| Source data |
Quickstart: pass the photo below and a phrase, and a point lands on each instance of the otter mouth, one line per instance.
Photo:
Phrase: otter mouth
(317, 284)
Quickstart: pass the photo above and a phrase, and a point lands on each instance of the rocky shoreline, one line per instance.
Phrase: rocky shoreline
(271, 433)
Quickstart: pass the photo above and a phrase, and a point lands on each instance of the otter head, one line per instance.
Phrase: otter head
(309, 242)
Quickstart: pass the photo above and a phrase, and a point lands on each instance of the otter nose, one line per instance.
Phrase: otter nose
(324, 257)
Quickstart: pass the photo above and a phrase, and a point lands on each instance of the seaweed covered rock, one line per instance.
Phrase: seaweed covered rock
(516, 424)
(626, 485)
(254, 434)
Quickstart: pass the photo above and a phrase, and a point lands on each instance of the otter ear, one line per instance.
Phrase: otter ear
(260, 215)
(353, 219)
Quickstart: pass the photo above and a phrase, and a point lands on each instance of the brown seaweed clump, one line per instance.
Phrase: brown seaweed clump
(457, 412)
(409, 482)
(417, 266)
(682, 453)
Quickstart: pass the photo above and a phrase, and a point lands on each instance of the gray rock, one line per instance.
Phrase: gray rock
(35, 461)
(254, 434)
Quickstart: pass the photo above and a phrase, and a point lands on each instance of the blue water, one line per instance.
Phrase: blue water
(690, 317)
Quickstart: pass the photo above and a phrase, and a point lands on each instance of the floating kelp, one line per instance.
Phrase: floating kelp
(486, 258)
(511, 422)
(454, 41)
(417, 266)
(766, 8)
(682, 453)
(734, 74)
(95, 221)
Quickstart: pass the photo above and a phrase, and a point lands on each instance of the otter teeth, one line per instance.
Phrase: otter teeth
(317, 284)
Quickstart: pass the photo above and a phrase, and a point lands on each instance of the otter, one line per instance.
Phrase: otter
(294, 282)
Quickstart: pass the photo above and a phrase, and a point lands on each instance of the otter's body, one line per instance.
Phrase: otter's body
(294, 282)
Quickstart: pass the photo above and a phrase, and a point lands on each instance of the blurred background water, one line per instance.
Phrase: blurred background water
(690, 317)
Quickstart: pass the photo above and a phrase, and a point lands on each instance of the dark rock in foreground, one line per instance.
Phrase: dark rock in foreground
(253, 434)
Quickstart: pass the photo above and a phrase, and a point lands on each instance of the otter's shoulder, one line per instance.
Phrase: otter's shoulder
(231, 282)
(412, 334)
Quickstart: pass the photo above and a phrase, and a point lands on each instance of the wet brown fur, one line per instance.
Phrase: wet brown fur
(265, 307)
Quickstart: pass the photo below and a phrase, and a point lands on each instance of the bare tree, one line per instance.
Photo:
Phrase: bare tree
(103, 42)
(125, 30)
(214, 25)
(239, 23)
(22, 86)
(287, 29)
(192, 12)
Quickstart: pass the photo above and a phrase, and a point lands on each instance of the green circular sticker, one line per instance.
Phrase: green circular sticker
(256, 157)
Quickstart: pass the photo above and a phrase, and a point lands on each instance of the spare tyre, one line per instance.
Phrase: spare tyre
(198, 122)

| Task instructions |
Find the lines in the records that contain the word "below", then copy every one of them.

| Expected answer |
Quickstart: pass the photo below and a phrase, and a point lands on each instance of the otter mouth, one line per instance.
Quickstart: pass the photo below and a phrase, and a point lands on each instance of the bare tree, one line per instance.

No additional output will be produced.